| Work instructions |
(a) In the interview excerpt, how does Michael Davies describe the religious views of his history teacher?
(b) Copy out the interview excerpt word for word, everything from "After you read" down to "under Mary Tudor.".

| Document text |
__________________________________________________
Thursday, September 25, 2014

Ten Days of Davies: The Last Interview

The following short exerpt was one of Michael Davies last interviews and was given to the English periodical "Christian Order"

After you read the article please do say a prayer for the repose of his soul.  The whole article can be read HERE

Michael Davies: Well round about 1953 or 1954 when I was doing my ‘A’ level examinations at school they changed the syllabus and so the syllabus for my year included the Reformation in England. I had a very good history teacher. He was an agnostic actually but he was very objective and it just seemed obvious to me that neither King Henry the Eighth nor Elizabeth the First had any mandate from God to start a new religion, which is what happened. Most people in England think Henry the Eighth founded the Church of England. Of course he did but then it went back to Catholicism under Mary Tudor. 
John Bishop: Yes for a few years. 
MD: But his daughter Elizabeth the First could be said to be the substantive founder of the Church of England. 
JB: Is there any truth in the legend that she secretly practised Catholicism? Lighting the candles and telling the Rosary beads in the privacy of her apartments? That for the sake of politics she played both ends against the middle?
__________________________________________________
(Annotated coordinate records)
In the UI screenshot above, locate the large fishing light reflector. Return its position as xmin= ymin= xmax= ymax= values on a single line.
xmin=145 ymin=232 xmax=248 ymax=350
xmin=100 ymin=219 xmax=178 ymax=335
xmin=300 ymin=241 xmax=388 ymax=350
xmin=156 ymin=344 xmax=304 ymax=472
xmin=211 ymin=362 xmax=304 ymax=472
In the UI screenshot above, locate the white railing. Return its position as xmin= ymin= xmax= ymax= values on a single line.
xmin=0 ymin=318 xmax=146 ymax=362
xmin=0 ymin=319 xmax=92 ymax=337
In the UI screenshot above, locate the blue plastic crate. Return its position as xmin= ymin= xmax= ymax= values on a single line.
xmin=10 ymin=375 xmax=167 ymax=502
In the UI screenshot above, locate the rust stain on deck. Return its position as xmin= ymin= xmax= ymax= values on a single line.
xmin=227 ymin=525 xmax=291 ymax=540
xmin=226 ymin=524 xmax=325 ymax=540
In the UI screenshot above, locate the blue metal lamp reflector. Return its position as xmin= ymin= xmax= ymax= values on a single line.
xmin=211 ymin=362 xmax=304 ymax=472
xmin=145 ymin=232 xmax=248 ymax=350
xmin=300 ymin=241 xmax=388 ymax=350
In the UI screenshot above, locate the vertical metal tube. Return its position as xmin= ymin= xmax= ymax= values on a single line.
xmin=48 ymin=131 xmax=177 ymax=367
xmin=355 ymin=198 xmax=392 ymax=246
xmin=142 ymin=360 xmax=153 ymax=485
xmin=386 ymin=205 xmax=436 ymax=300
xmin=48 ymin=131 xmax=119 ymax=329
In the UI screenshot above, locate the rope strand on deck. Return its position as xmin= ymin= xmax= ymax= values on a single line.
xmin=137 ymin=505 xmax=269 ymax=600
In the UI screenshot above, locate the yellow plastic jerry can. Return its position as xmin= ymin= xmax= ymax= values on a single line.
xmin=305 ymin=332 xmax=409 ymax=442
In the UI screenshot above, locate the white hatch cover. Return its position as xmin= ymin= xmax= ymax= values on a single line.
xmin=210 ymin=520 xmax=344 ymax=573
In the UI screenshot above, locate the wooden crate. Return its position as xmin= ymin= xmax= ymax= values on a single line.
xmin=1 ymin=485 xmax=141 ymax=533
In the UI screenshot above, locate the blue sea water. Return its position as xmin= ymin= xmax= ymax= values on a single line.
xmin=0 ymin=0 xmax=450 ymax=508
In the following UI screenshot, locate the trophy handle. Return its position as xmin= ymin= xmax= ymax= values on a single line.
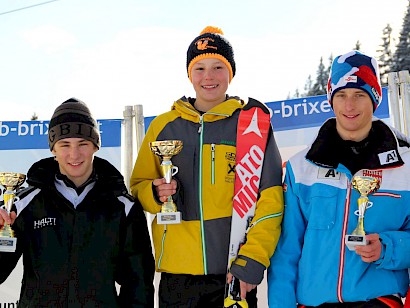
__________________________________________________
| Answers for the exercise |
(a) He says the teacher was an agnostic.

(b)
After you read the article please do say a prayer for the repose of his soul.  The whole article can be read HERE

Michael Davies: Well round about 1953 or 1954 when I was doing my ‘A’ level examinations at school they changed the syllabus and so the syllabus for my year included the Reformation in England. I had a very good history teacher. He was an agnostic actually but he was very objective and it just seemed obvious to me that neither King Henry the Eighth nor Elizabeth the First had any mandate from God to start a new religion, which is what happened. Most people in England think Henry the Eighth founded the Church of England. Of course he did but then it went back to Catholicism under Mary Tudor.